- TRECHO PARA LEITURA -
3 - Licença ambiental como licença administrativa e segurança jurídica
Sendo a licença ambiental caracterizada pelas notas de definitividade e vinculação em grau que lhe afasta da autorização e equipara à licença administrativa, entende-se ser esta sua natureza jurídica. Sob essa orientação, convém apontar as consequências de tal conclusão no que se refere à segurança jurídica, ao direito do empreendedor, ou mais especificamente, à possibilidade de extinção dos efeitos da licença pela Administração Pública.
A licença ambiental, como em regra qualquer ato administrativo, pode ser cassada, revogada ou anulada. Não há, portanto, algo de especial neste instituto que lhe imprima definitividade a qualquer custo, de forma absoluta. O interesse publico sempre poderá motivar a revisão da licença ambiental.
Segundo Di Pietro (2003, p. 9 ) enquanto a anulação é o desfazimento de um ato por vício de ilegalidade, pelo que seus efeitos, em regra, retroagem, a revogação ocorre por motivo de mérito, ou seja, por oportunidade e conveniência administrativa, e seus efeitos não retroagem. A propósito, esse é o entendimento já sumulado pelo Supremo Tribunal Federal:
Súmula no. 473: A administração pode anular seus próprios atos, quando eivados de vícios que os tornam ilegais, porque deles não se originam direitos; ou revogá-los, por motivo de conveniência ou oportunidade, respeitados os direitos adquiridos, e ressalvada, em todos os casos, a apreciação judicial. (BRASIL, 1969)
Quanto a cassação, para Silva ( 1997, p. 403), também se dá por ilegalidade, mas não na edição do ato, e sim, posteriormente, por descumprimento das exigências feitas pela Administração Pública ao particular titular da licença ou autorização.
Cassação, revogação e anulação se aplicam a licença ambiental considerando sua natureza jurídica, de modo que, não cabe falar em quaisquer dessas formas de invalidação como se autorização fosse, ou seja, por oportunidade e conveniência e sem ensejo à indenização.

- EXERCÍCIO PROPOSTO 1 -
Encontre e copie todas as linhas dos registros que trazem a palavra "bicycle". Diferencie maiúsculas de minúsculas.

[Parte de um arquivo de dados]
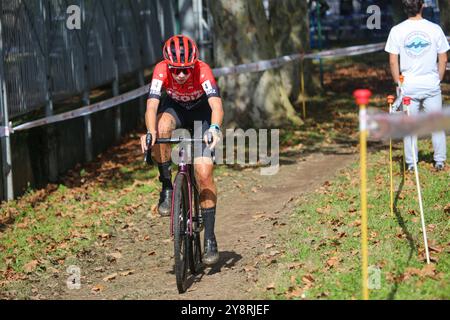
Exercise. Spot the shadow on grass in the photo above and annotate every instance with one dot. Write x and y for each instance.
(227, 259)
(401, 222)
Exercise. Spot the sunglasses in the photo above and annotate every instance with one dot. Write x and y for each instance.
(177, 71)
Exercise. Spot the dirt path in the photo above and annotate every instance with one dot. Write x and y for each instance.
(251, 209)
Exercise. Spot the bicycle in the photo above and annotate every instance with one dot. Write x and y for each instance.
(185, 217)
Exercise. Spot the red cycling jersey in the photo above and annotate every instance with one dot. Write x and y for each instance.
(200, 82)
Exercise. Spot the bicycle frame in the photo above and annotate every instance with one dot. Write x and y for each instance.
(186, 170)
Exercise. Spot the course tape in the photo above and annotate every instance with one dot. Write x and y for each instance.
(275, 63)
(383, 126)
(243, 68)
(84, 111)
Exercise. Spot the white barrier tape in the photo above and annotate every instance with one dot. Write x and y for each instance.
(243, 68)
(275, 63)
(383, 126)
(84, 111)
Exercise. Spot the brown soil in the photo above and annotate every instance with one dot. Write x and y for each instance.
(251, 211)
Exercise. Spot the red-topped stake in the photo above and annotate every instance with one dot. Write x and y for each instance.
(362, 96)
(406, 101)
(390, 99)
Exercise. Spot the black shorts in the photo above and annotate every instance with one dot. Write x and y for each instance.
(197, 120)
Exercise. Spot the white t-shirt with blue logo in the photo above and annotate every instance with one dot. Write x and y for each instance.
(418, 42)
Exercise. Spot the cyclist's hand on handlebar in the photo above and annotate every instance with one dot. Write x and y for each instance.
(212, 137)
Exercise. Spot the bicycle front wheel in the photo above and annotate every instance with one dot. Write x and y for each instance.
(181, 233)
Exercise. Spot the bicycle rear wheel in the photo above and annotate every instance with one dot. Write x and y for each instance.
(182, 241)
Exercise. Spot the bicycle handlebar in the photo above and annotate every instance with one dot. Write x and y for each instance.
(148, 141)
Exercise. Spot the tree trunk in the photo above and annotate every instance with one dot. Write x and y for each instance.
(398, 14)
(289, 23)
(444, 8)
(242, 35)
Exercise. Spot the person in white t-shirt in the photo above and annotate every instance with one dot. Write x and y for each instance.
(422, 47)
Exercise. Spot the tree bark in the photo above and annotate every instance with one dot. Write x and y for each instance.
(242, 35)
(398, 14)
(289, 23)
(444, 8)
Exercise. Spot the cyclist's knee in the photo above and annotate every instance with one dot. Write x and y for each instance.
(166, 124)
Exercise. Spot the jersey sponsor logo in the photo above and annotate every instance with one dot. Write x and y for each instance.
(208, 88)
(156, 87)
(417, 44)
(185, 97)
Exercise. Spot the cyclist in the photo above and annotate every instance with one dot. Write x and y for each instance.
(192, 95)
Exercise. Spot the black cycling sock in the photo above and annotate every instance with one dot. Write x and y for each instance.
(209, 218)
(165, 175)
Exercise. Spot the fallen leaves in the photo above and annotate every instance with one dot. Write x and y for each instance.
(127, 273)
(30, 266)
(110, 277)
(270, 286)
(428, 271)
(332, 262)
(112, 257)
(97, 288)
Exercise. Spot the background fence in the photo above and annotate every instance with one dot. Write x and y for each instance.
(43, 58)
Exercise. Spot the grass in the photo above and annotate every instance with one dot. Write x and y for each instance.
(45, 227)
(322, 257)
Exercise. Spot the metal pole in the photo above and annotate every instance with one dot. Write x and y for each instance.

- EXERCÍCIO PROPOSTO 2 -
Resuma em duas frases o trecho sobre a licença ambiental.

- SOLUÇÃO 1 -
Exercise. Spot the bicycle in the photo above and annotate every instance with one dot. Write x and y for each instance.
Exercise. Spot the bicycle frame in the photo above and annotate every instance with one dot. Write x and y for each instance.
Exercise. Spot the bicycle front wheel in the photo above and annotate every instance with one dot. Write x and y for each instance.
Exercise. Spot the bicycle rear wheel in the photo above and annotate every instance with one dot. Write x and y for each instance.
Exercise. Spot the bicycle handlebar in the photo above and annotate every instance with one dot. Write x and y for each instance.

- SOLUÇÃO 2 -
O trecho conclui que a licença ambiental tem natureza de licença administrativa, e não de autorização, por ser marcada pela definitividade e pela vinculação. Como qualquer ato administrativo, ela pode ser cassada, revogada ou anulada, mas não como se fosse uma autorização, ou seja, por oportunidade e conveniência e sem direito a indenização.